▸ TASK INPUTS:
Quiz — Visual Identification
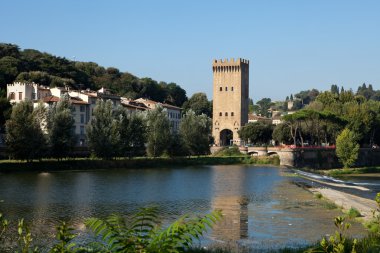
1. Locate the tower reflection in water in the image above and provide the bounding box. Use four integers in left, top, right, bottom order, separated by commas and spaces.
212, 166, 249, 243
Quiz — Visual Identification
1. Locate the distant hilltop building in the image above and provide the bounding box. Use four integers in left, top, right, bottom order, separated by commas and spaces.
212, 58, 249, 146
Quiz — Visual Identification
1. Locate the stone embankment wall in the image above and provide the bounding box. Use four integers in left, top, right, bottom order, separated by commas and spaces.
294, 148, 380, 169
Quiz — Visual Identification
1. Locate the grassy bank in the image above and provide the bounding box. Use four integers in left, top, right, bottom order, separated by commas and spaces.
321, 167, 380, 177
0, 156, 279, 172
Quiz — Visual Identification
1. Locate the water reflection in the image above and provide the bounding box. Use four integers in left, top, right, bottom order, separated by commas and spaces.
0, 166, 364, 250
212, 166, 249, 243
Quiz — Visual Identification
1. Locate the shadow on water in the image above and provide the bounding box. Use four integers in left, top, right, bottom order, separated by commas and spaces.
0, 165, 363, 250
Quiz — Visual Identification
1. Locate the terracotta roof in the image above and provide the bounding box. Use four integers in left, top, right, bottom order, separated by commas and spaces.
42, 96, 59, 103
42, 96, 89, 105
135, 98, 182, 110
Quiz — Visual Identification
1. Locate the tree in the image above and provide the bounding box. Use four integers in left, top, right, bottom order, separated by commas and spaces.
256, 98, 272, 117
183, 92, 212, 117
335, 128, 359, 168
86, 100, 120, 159
5, 101, 46, 161
115, 108, 146, 157
238, 121, 273, 145
180, 110, 211, 155
0, 96, 12, 133
248, 98, 254, 114
47, 95, 75, 159
164, 83, 187, 107
146, 105, 170, 157
272, 123, 293, 145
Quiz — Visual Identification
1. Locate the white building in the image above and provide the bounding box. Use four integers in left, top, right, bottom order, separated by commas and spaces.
135, 98, 182, 132
7, 82, 50, 103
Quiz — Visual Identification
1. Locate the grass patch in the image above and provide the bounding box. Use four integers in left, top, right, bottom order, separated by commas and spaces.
322, 200, 338, 210
325, 167, 380, 177
347, 207, 362, 219
212, 146, 247, 157
314, 192, 323, 199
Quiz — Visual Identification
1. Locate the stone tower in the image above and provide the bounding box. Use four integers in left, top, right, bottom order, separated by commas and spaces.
212, 58, 249, 146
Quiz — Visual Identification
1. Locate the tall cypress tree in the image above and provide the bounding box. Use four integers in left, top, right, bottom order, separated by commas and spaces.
5, 101, 46, 161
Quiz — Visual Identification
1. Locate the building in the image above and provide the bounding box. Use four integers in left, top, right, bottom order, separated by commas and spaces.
134, 98, 182, 133
248, 114, 272, 124
212, 58, 249, 146
7, 82, 50, 103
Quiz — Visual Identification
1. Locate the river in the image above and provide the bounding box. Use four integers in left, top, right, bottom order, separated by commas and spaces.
0, 165, 363, 250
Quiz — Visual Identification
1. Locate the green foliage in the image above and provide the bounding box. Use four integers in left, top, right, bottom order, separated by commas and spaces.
5, 101, 46, 161
0, 207, 222, 253
183, 92, 212, 117
320, 217, 357, 253
347, 207, 362, 219
47, 95, 75, 158
86, 100, 120, 159
179, 109, 211, 155
0, 43, 187, 106
272, 123, 292, 145
86, 208, 221, 252
0, 96, 12, 133
146, 106, 171, 157
253, 98, 272, 117
238, 121, 273, 145
116, 111, 146, 157
335, 128, 359, 168
212, 145, 243, 157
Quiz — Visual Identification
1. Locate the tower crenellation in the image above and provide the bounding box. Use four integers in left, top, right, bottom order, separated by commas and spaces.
212, 58, 249, 146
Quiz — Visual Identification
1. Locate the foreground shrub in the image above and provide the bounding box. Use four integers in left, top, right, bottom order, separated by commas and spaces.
0, 208, 222, 253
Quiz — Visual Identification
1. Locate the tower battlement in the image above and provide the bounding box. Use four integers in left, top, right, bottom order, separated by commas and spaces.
7, 82, 37, 87
212, 58, 249, 146
212, 58, 249, 66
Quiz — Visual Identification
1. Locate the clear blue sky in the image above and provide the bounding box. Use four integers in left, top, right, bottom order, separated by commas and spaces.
0, 0, 380, 101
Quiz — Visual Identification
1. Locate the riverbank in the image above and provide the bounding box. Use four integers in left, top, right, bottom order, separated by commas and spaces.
0, 156, 279, 173
309, 188, 377, 222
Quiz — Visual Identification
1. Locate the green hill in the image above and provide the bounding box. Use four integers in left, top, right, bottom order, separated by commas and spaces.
0, 43, 187, 106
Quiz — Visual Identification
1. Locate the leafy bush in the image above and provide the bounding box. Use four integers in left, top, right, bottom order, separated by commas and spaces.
213, 145, 243, 156
0, 208, 222, 253
347, 207, 362, 219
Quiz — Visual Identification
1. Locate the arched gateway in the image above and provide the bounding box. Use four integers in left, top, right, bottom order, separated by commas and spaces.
212, 58, 249, 146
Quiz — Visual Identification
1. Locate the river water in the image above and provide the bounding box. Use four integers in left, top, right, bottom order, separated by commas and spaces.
0, 165, 363, 251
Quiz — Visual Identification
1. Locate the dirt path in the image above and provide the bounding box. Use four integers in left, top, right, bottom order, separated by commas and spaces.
310, 188, 377, 220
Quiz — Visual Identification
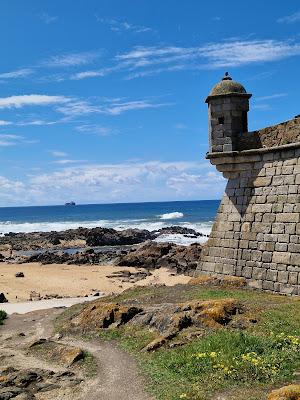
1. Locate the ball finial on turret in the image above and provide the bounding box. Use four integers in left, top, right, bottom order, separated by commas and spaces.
206, 72, 251, 153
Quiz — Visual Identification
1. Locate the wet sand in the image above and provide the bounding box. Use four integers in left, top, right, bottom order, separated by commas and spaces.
0, 263, 190, 307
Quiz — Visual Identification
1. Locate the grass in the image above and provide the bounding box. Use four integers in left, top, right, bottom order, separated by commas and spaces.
57, 285, 300, 400
0, 310, 7, 325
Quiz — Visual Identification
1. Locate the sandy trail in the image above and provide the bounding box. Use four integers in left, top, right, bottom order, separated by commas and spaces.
0, 263, 189, 303
0, 309, 154, 400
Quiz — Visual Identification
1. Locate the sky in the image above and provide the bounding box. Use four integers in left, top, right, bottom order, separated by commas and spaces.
0, 0, 300, 206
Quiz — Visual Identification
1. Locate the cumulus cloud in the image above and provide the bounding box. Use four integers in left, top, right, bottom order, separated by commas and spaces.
0, 158, 225, 204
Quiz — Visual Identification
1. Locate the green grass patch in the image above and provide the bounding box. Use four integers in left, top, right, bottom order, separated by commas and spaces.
56, 285, 300, 400
110, 329, 300, 400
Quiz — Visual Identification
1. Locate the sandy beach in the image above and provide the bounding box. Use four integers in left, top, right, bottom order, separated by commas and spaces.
0, 263, 190, 303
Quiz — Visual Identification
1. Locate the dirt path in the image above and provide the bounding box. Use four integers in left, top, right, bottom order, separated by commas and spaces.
0, 309, 153, 400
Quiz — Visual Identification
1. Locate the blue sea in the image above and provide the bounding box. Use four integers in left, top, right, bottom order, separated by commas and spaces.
0, 200, 220, 244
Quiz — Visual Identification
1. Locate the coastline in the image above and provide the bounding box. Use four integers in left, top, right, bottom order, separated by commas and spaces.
0, 263, 190, 302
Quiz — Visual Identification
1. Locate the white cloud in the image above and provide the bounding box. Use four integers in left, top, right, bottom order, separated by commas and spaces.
96, 15, 156, 33
42, 51, 100, 68
15, 119, 63, 126
74, 39, 300, 80
174, 122, 187, 131
255, 93, 288, 101
76, 124, 114, 136
0, 94, 70, 108
277, 11, 300, 24
0, 134, 36, 147
49, 150, 68, 157
0, 68, 34, 79
53, 158, 87, 165
0, 159, 226, 205
39, 13, 58, 25
104, 100, 171, 115
116, 40, 300, 77
56, 99, 171, 118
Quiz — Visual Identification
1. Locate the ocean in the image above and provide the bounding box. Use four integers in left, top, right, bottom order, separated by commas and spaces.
0, 200, 220, 244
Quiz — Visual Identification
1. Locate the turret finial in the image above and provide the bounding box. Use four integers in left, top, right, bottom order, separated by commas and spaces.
222, 72, 232, 81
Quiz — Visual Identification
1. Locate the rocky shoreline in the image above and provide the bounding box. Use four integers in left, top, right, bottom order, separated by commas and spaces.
0, 226, 204, 275
0, 226, 205, 252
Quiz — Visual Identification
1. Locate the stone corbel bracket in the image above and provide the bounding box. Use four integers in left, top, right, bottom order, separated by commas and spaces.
206, 143, 300, 180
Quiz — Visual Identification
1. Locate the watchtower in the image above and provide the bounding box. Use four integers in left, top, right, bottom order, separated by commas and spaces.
205, 72, 252, 153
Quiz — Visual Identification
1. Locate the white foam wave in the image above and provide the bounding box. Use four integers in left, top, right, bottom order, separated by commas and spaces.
160, 211, 184, 219
0, 219, 212, 245
155, 233, 208, 246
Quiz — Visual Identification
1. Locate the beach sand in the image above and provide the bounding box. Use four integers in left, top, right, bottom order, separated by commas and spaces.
0, 263, 190, 303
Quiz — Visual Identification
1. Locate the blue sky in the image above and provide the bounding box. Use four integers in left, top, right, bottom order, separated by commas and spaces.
0, 0, 300, 206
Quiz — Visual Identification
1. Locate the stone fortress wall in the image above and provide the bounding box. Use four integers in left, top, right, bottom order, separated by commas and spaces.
197, 73, 300, 295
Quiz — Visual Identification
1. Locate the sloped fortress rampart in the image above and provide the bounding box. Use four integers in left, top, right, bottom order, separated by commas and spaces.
197, 74, 300, 295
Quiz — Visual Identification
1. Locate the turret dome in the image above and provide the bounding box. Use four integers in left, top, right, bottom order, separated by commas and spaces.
208, 72, 247, 101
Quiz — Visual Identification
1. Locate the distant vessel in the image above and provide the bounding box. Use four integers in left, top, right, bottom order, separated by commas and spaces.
65, 201, 76, 206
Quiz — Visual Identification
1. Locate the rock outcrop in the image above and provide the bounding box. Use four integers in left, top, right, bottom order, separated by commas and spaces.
0, 367, 81, 400
0, 293, 8, 303
63, 299, 244, 351
117, 242, 202, 274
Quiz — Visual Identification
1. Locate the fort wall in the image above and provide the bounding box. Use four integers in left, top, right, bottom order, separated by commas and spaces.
197, 141, 300, 294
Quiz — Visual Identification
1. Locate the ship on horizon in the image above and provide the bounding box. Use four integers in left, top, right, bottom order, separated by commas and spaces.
65, 201, 76, 206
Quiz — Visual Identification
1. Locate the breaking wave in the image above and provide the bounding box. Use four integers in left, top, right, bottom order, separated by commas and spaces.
160, 211, 184, 219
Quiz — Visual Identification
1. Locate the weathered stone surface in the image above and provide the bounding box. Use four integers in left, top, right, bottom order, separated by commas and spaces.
197, 148, 300, 294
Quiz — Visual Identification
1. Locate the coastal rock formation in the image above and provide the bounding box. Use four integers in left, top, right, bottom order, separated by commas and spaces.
0, 293, 8, 303
63, 299, 244, 351
0, 226, 204, 252
68, 301, 142, 333
29, 339, 84, 367
18, 241, 202, 275
188, 275, 247, 288
0, 367, 81, 400
24, 249, 127, 265
0, 228, 155, 250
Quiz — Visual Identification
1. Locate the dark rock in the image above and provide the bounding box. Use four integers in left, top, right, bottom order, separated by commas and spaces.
117, 242, 202, 274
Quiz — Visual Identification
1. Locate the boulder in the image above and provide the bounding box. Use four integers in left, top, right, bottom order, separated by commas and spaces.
117, 241, 202, 274
268, 385, 300, 400
69, 301, 142, 333
0, 293, 8, 303
86, 228, 153, 247
29, 339, 84, 367
188, 275, 247, 287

▸ WHAT IS BEING ASKED:
Extract every line above that contains the string "reflection" and copy each one in full. Matching is case-sensitive.

▸ OUTPUT OF THE EXERCISE:
1. Locate the tower reflection in water in the image above and provide the bounding box. Use four integers in left, top, right, bottom order, separated by commas and spaces.
1. Locate the water reflection in the image above and provide the bounding box. Use four integers in left, top, right, bottom order, separated by commas and spaces.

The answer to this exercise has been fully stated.